Sierra Club membership is $29 per year and includes a
subscription to the excellent Sierra magazine,
plus a variety of special mailers and "action alerts,"
which are published as needed.
If you'd like to add your voice to the club's, efforts,
write to the Sierra Club, 530 Bush St., San Francisco, CA
94108.
ZERO POPULATION GROWTH
There are nearly 4.8 billion people crowding the
world today. That figure represents a doubling since World
War II. At the current rate of growth, the global
population will double again within 40 years (it's
increased nearly 85 million in the last year alone).
Sound like a problem? Overpopulation is, in fact,
the problem of our time ...and the cause of a
majority of the world's other, lesser-by-comparison,
troubles and threats. Someone should do something about it.

(Saved entries)
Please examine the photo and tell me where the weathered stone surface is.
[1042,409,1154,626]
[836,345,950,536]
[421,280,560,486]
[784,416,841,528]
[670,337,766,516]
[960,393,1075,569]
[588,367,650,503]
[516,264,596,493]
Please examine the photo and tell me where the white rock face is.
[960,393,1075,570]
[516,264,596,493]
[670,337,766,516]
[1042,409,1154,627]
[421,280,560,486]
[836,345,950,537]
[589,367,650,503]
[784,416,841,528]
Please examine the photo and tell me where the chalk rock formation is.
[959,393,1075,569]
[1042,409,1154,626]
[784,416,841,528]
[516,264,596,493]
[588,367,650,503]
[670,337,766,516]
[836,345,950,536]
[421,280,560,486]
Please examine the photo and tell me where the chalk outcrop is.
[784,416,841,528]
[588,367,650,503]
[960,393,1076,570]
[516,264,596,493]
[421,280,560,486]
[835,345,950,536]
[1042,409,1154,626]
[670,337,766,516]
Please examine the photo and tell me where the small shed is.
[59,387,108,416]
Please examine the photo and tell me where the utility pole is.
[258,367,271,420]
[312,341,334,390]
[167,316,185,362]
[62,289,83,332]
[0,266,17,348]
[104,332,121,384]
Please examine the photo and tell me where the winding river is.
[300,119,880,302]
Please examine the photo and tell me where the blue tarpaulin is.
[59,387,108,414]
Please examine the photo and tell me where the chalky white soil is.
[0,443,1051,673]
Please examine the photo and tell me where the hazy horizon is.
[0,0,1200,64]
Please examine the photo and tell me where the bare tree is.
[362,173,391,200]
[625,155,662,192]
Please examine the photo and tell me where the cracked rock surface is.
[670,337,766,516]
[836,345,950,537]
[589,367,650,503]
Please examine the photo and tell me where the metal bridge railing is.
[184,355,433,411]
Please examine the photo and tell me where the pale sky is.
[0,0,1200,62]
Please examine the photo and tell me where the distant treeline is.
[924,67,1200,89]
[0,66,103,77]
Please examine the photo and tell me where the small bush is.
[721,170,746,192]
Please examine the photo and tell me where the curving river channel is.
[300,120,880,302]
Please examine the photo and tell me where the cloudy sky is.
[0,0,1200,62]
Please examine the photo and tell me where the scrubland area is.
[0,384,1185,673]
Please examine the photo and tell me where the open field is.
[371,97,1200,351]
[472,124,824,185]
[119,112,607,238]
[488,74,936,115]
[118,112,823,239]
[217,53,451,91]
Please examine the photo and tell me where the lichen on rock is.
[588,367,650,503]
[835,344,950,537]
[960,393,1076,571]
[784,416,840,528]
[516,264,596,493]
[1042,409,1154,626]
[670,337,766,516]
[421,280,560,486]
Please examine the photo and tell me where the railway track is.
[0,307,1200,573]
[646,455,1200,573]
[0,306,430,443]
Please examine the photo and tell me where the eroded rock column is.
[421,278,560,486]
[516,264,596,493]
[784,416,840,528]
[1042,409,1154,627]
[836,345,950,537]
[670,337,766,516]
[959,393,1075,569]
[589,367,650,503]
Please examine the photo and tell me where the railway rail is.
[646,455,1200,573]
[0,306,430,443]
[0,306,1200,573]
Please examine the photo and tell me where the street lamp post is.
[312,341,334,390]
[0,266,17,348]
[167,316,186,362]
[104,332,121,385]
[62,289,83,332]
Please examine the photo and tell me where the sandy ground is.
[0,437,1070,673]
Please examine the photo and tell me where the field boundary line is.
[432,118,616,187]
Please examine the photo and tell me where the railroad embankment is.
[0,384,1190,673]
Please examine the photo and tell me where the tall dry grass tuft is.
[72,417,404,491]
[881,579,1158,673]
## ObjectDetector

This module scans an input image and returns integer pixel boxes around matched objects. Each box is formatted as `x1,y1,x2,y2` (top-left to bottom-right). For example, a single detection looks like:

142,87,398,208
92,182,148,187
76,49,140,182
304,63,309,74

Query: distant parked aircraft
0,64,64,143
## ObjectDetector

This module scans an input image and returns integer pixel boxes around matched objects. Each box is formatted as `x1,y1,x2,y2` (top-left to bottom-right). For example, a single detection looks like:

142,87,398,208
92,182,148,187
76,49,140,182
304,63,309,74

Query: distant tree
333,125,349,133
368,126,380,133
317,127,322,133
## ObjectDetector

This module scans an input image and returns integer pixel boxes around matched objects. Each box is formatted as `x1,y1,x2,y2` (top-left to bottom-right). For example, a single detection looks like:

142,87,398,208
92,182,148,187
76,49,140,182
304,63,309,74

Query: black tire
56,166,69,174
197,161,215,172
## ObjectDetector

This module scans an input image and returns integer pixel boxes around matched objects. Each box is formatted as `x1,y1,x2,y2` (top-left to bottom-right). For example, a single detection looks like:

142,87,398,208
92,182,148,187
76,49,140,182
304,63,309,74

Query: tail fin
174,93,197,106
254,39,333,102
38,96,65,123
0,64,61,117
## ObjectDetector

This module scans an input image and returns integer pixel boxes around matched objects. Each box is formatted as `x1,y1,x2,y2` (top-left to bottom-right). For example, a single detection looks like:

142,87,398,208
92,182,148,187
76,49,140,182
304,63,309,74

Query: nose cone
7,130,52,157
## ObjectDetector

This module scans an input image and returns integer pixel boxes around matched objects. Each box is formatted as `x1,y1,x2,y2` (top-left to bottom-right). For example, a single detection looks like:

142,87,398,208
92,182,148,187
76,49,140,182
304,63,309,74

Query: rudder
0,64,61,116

- _Task details_: Quote the passage on the Sierra Club and population growth, starting at "Sierra Club membership" and ending at "last year alone).".

- _Problem solution_:
Sierra Club membership is $29 per year and includes a
subscription to the excellent Sierra magazine,
plus a variety of special mailers and "action alerts,"
which are published as needed.
If you'd like to add your voice to the club's, efforts,
write to the Sierra Club, 530 Bush St., San Francisco, CA
94108.
ZERO POPULATION GROWTH
There are nearly 4.8 billion people crowding the
world today. That figure represents a doubling since World
War II. At the current rate of growth, the global
population will double again within 40 years (it's
increased nearly 85 million in the last year alone).